(Pointing dataset excerpts)
------

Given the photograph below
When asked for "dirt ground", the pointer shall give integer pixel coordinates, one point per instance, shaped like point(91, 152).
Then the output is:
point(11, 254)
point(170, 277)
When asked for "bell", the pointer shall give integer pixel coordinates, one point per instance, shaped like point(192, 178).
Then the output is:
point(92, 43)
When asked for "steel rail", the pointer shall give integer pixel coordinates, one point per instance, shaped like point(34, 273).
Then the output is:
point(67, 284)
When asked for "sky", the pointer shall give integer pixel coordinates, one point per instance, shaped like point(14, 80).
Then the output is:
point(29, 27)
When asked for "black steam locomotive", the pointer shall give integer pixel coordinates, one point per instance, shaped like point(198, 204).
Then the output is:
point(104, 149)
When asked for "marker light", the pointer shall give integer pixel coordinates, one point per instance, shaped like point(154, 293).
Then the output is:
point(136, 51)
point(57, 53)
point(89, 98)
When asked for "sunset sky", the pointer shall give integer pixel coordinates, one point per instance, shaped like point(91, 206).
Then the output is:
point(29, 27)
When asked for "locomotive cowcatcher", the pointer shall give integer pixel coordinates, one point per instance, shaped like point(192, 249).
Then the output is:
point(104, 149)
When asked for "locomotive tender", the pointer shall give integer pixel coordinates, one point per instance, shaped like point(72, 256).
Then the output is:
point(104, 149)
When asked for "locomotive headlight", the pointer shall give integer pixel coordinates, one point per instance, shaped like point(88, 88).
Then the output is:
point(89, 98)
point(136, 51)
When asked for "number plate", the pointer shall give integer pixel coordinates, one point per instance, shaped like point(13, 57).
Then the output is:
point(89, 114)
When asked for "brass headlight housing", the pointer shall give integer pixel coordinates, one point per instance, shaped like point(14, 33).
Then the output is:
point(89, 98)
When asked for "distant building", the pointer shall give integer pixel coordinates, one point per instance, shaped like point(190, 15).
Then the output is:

------

Substitute "annotator" for every occurrence of "pointer" in the entries above, and reproduce all the entries with nothing else altered.

Given the photograph below
When asked for "dirt ground", the annotator shall give integer pixel coordinates, one point per instance, shaped like point(91, 152).
Then the output is:
point(11, 254)
point(170, 277)
When asked for "bell", the annotator shall give integer pixel coordinates, one point per instance, shaped like point(192, 178).
Then the output is:
point(92, 43)
When asked for "steel rail", the annotator shall give integer pixel coordinates, one point per instance, shaped like point(34, 273).
Then the output is:
point(67, 284)
When asked for "sky", the annotator shall give integer pixel coordinates, one point per instance, shaped like point(14, 80).
Then the output is:
point(29, 27)
When asked for "black steam locomotive", the annotator shall give integer pixel coordinates, one point per instance, shaped like point(198, 204).
Then the output is:
point(104, 149)
When asked for "marker light", the annotator shall give integer pixel coordinates, one point per instance, shaped like point(154, 293).
Then the output is:
point(136, 51)
point(57, 53)
point(89, 98)
When asked for "sunset sky", the annotator shall give integer pixel coordinates, one point per instance, shaped like point(91, 206).
Then the output is:
point(29, 27)
When asked for "locomotive cowcatcher", the annotator shall give integer pixel coordinates, one point per instance, shaped like point(192, 249).
Then the output is:
point(104, 149)
When asked for "locomotive tender", the annotator shall give integer pixel coordinates, one point per instance, shaped like point(72, 256).
Then the output is:
point(104, 149)
When asked for "locomotive headlight", the annotator shall give integer pixel coordinates, one point per instance, shaped like point(88, 88).
Then the output is:
point(89, 98)
point(136, 51)
When asked for "number plate", the annotator shall give integer pixel coordinates, one point per instance, shaped like point(13, 57).
Then the output is:
point(89, 114)
When asked for "brass headlight housing", the annotator shall give integer pixel coordinates, one point per instance, shaped like point(14, 33).
Then the output is:
point(89, 98)
When asked for "distant building", the annotator shall give integer pixel coordinates, one point per instance, shaped like point(190, 15).
Then the output is:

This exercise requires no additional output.